● Task list:
A – Translate this sentence from the passage on women's birth choices into Spanish: "I have to be honest with you and say that I personally would never choose to birth without medical back-up."
B – Carry on the passage on women's birth choices from its final sentence.

● Extract to read:
*** Block opens ***

The second radical suggestion that this book will make is that pregnant women should be elevated to the role of key decision maker and most powerful person in the birth room. I can tell you from a decade of talking to women about their maternity care that, while there may be frequent reassurances that this is already the case, in reality it tends to make people uneasy. We see this most clearly when women try to go against the flow, birth outside of guidelines or refuse to consent to or accept the standard protocol or approach. These women, and often too, the midwives or doulas who support their choice ‘no matter what’, will often meet huge resistance, and risk sanctions or even punishment, as we will see in several stories in this book. We need a shift in consciousness, that moves to trusting women to make the right choices for themselves and for their baby. We need an acceptance that the image of a wayward, misinformed, irresponsible or even ‘mad’ woman, who does not have the best interests of her baby at heart, is a damaging and misogynist stereotype, used to justify the control of women, and rarely to be found in reality. In this book you will find several references to ‘freebirth’ – where women choose not to have any medical professionals attend them but simply give birth by themselves. I have to be honest with you and say that I personally would never choose to birth without medical back-up. However, I totally and utterly support another woman’s decision to make this choice. Do you? Because I believe that the key to birth freedom, for all of us, lies in supporting women in choices that we would not make ourselves, or even choices that we just feel are plain ‘wrong’. We need to trust women. Ironically, if we manage to move to this place, we may suddenly find that the numbers of women who wish to freebirth or birth outside the system, begins to decline. Increasing numbers of women, quite understandably, don’t want to birth in a system that doesn’t listen to them, respect them or trust them.

*** Block closes ***

● Data excerpts:
*** Block opens ***

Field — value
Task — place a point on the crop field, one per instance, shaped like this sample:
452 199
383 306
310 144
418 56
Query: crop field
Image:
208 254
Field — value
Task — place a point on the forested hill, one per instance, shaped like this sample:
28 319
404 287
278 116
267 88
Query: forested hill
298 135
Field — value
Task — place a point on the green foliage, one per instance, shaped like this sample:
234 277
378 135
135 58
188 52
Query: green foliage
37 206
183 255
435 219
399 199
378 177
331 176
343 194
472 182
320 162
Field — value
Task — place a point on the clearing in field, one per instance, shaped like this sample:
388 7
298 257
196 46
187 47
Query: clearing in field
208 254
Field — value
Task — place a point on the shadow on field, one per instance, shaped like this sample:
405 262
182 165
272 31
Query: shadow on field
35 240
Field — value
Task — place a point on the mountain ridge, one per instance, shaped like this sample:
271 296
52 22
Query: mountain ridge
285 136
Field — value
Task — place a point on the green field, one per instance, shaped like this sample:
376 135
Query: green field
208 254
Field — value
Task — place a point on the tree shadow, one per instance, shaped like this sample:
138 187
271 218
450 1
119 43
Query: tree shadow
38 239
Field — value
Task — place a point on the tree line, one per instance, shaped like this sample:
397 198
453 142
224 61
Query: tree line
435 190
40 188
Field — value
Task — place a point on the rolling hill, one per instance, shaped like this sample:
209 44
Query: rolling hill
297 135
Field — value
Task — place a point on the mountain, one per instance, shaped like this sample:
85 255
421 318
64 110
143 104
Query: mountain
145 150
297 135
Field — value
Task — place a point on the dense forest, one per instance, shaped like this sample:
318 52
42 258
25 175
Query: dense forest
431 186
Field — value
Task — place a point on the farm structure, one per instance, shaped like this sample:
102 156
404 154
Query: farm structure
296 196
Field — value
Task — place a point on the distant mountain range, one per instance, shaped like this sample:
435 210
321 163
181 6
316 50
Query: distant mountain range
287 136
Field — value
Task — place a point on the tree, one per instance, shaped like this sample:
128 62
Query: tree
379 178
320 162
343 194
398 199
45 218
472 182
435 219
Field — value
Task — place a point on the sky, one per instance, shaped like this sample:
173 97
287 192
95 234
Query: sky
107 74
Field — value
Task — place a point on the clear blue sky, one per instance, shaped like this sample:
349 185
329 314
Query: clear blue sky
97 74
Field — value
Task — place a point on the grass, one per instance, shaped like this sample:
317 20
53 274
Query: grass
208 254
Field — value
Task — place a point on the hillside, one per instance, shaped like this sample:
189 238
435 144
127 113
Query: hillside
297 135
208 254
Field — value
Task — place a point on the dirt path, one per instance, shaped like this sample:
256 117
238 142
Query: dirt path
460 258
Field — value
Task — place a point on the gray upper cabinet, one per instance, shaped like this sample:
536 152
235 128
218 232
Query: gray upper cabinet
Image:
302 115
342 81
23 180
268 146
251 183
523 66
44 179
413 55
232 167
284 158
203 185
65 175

*** Block closes ***

● Activity answers:
A – Tengo que decirte con franqueza que yo, personalmente, nunca elegiría dar a luz sin respaldo médico.

B –
Whether you are reading this book as a pregnant woman, a health care provider, or just as a person who cares about women’s issues, I hope it switches on a light for you. First and foremost I hope that birth is suddenly illuminated as a feminist issue for you in a way that, perhaps, it never has been before. I hope it gets you thinking about the ways in which birth matters, about women’s power, agency and autonomy in birth and about what we could be doing differently or better. I hope you are excited or inspired by some of the things you read in these pages and, equally, I am sure that there will be parts that you fervently disagree with, that are hard to hear, or that even make you angry. That’s OK. As I keep telling my adorable inner critic, there will be many different reactions to this book, but ultimately all of them, ‘good’ and ‘bad’, will be much-needed voices, adding to the dialogue about birth as a feminist issue and moving it forwards. And this is essential if we wish to create a future in which women get the positive experiences of birth that they so desperately want, the medical help they truly need, and the power, respect and autonomy they so absolutely deserve. Let’s start the conversation.